Percebemos, então, que a equivalência não se processa no domínio da abrangência, tampouco no do tempo. Mas, afinal, de qual forma se dá essa equivalência? Se nos lembramos bem de nossas primeiras reflexões neste texto, os predicados associam características aos nomes. Pois bem, se a equivalência não se processa no domínio do tempo nem no domínio da abrangência, resta a essa equivalência processar-se no domínio dos conteúdos dos predicados. E então chegamos a um ponto que, intuitivamente, percebe-se a equivalência entre eles realiza-se justamente nesse domínio. Mas é igualmente intuitiva a percepção de que a equivalência entre esses predicados realiza-se apenas nesse domínio e em nenhum dos outros dois domínios analisados aqui. Portanto, concluímos que a equivalência entre esses predicados se limita ao conteúdo dos mesmos.

Posto isso podemos continuar a análise a que nos propomos antes dessas definições, a saber, como os predicados ser homem e ser humano se relacionam com o predicado ser superior. Concluímos antes que a coisa gerada participa do predicado ser melhor em pelo menos um grau acima da geradora, e também concluímos que o predicado ser homem pode gerar um predicado que esteja além dele e, portanto, participa em pelo menos um grau acima do predicado ser melhor. A questão que se segue, depois dessas considerações, é saber se é possível gerar algum predicado novo a partir do predicado ser homem.

Lembremos que existem dois predicados que não parecem estar relacionados com o predicado ser homem: os predicados ser capaz de linguagem e ser pensante. Conforme exposto anteriormente, o predicado ser homem é gerado imediatamente do predicado ser animal e parece, por esse mesmo motivo, estar no mesmo patamar de predicados como ser porco, ser peixe ou outros predicados dessa linha. Como é empiricamente factual que aos nomes relacionados a esses predicados não se associam os predicados ser capaz de linguagem e ser pensante forçosamente se conclui que esses predicados não podem ser associados a outros predicados que estejam neste nível ainda.

- Registros de um conjunto de dados
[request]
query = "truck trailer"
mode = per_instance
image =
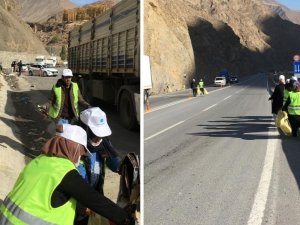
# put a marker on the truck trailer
(104, 53)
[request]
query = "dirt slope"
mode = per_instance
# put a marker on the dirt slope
(201, 37)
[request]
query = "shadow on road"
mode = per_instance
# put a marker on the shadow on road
(244, 127)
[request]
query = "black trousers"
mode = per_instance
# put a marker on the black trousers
(295, 123)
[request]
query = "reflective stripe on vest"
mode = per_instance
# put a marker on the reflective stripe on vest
(55, 109)
(294, 106)
(285, 95)
(30, 200)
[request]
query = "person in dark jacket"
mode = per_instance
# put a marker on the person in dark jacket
(63, 105)
(194, 87)
(277, 96)
(103, 154)
(50, 190)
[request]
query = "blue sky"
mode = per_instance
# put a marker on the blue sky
(291, 4)
(82, 2)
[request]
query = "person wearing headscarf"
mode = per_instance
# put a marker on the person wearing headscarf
(103, 154)
(50, 190)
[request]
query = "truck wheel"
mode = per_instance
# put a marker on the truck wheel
(127, 112)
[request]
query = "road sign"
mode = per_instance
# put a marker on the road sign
(296, 67)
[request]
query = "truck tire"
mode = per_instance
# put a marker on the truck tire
(127, 111)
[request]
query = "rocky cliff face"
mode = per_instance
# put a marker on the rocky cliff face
(16, 35)
(201, 37)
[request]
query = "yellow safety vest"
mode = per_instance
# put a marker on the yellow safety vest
(30, 200)
(294, 106)
(55, 109)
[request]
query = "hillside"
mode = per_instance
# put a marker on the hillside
(18, 36)
(200, 38)
(33, 11)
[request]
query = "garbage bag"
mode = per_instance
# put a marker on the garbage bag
(283, 123)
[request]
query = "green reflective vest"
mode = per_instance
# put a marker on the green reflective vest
(55, 110)
(285, 95)
(201, 84)
(30, 200)
(294, 106)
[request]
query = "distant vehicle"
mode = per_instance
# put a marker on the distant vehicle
(51, 61)
(220, 81)
(40, 60)
(24, 67)
(42, 70)
(233, 79)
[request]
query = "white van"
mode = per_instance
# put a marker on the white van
(220, 81)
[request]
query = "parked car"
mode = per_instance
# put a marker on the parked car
(233, 79)
(42, 70)
(220, 81)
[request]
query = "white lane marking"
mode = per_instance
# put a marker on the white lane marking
(162, 131)
(261, 196)
(209, 107)
(167, 105)
(227, 97)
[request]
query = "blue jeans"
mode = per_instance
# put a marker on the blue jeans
(62, 121)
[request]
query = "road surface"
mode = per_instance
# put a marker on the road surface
(219, 159)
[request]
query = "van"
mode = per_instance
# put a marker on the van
(220, 81)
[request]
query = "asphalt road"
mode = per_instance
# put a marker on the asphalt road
(124, 140)
(219, 159)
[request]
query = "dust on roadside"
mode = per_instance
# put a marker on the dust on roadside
(31, 124)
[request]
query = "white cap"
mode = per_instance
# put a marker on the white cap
(281, 77)
(67, 73)
(96, 120)
(74, 133)
(294, 78)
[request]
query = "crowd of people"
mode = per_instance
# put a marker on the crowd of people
(64, 184)
(286, 97)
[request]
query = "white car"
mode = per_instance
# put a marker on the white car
(42, 70)
(220, 81)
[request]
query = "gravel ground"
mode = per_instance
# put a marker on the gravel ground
(23, 131)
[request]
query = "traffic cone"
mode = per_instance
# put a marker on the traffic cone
(148, 108)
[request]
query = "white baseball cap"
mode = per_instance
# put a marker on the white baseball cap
(281, 77)
(96, 120)
(67, 73)
(75, 133)
(294, 78)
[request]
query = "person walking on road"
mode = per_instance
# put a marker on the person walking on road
(20, 67)
(277, 96)
(201, 86)
(194, 87)
(50, 190)
(92, 167)
(64, 100)
(292, 107)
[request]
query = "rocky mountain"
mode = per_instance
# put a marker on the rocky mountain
(33, 11)
(16, 35)
(199, 38)
(284, 12)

- O QUE FAZER
Reescreva a parte do texto sobre predicados que começa nas palavras "Lembremos que existem" e termina após "neste nível ainda.", substituindo "ser pensante" por "ser racional".

- RESOLUÇÃO
Lembremos que existem dois predicados que não parecem estar relacionados com o predicado ser homem: os predicados ser capaz de linguagem e ser racional. Conforme exposto anteriormente, o predicado ser homem é gerado imediatamente do predicado ser animal e parece, por esse mesmo motivo, estar no mesmo patamar de predicados como ser porco, ser peixe ou outros predicados dessa linha. Como é empiricamente factual que aos nomes relacionados a esses predicados não se associam os predicados ser capaz de linguagem e ser racional forçosamente se conclui que esses predicados não podem ser associados a outros predicados que estejam neste nível ainda.